Goal ->
Reproduce the stretch of records from the line containing "Query: car headlight" through the end of the records, swapping "photo" for "image" and changing nothing else.

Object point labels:
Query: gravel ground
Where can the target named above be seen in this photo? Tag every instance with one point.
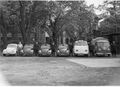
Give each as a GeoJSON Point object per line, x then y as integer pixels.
{"type": "Point", "coordinates": [57, 71]}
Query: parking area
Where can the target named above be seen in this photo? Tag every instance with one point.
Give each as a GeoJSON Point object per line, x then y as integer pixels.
{"type": "Point", "coordinates": [55, 71]}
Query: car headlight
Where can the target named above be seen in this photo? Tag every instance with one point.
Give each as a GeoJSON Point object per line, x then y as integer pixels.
{"type": "Point", "coordinates": [58, 51]}
{"type": "Point", "coordinates": [99, 49]}
{"type": "Point", "coordinates": [39, 51]}
{"type": "Point", "coordinates": [31, 51]}
{"type": "Point", "coordinates": [4, 51]}
{"type": "Point", "coordinates": [21, 51]}
{"type": "Point", "coordinates": [14, 51]}
{"type": "Point", "coordinates": [49, 51]}
{"type": "Point", "coordinates": [108, 49]}
{"type": "Point", "coordinates": [86, 50]}
{"type": "Point", "coordinates": [67, 51]}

Reply ->
Query: car headlight
Where can the target named above be seen in this image? Tag every instance with one point.
Give each as a GeoJSON Point object per line, x then y as integer pixels.
{"type": "Point", "coordinates": [58, 51]}
{"type": "Point", "coordinates": [99, 49]}
{"type": "Point", "coordinates": [39, 51]}
{"type": "Point", "coordinates": [31, 51]}
{"type": "Point", "coordinates": [4, 51]}
{"type": "Point", "coordinates": [21, 51]}
{"type": "Point", "coordinates": [14, 51]}
{"type": "Point", "coordinates": [49, 51]}
{"type": "Point", "coordinates": [108, 49]}
{"type": "Point", "coordinates": [86, 50]}
{"type": "Point", "coordinates": [67, 51]}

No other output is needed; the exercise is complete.